■ What the task asks
Top to bottom, output the entries that follow exactly.

■ Data section
-- Opening Marker --

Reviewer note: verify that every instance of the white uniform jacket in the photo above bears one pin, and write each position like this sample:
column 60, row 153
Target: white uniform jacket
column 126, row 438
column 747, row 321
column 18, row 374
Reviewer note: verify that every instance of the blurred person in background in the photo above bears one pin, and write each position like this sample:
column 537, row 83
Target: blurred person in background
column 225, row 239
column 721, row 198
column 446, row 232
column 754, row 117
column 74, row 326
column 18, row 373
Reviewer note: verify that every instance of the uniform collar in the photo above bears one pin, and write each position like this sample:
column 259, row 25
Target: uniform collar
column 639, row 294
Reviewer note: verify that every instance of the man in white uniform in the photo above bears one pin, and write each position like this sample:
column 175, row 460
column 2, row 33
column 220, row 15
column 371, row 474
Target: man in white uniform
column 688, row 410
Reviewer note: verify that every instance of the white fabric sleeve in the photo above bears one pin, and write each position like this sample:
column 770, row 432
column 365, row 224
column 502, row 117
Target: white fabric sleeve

-- Closing Marker --

■ Response area
Reviewer note: verify that every instance of the white uniform jacket in the photo above bears one pin, and write each position like this sample:
column 60, row 153
Target: white uniform jacket
column 126, row 438
column 747, row 321
column 18, row 374
Reviewer note: verify that every instance of the blurred person in background in the photo above bears one pin, and write each position like this sample:
column 537, row 83
Target: blurred person in background
column 225, row 239
column 721, row 198
column 446, row 232
column 754, row 117
column 74, row 326
column 18, row 373
Reviewer note: verify that every instance of the uniform collar in the photo above bears one pin, and write each position like this sample:
column 259, row 25
Target: uniform collar
column 639, row 294
Reviewer note: verify that every instance of the man in white uniform in the photo above bears one pin, and write each position like this sample:
column 175, row 460
column 2, row 33
column 220, row 15
column 371, row 474
Target: man in white uniform
column 688, row 410
Reviewer note: verify that every instance of the white fabric sleeve in the photo above bears one pin, and write each position like this sample:
column 770, row 432
column 365, row 224
column 502, row 117
Target: white fabric sleeve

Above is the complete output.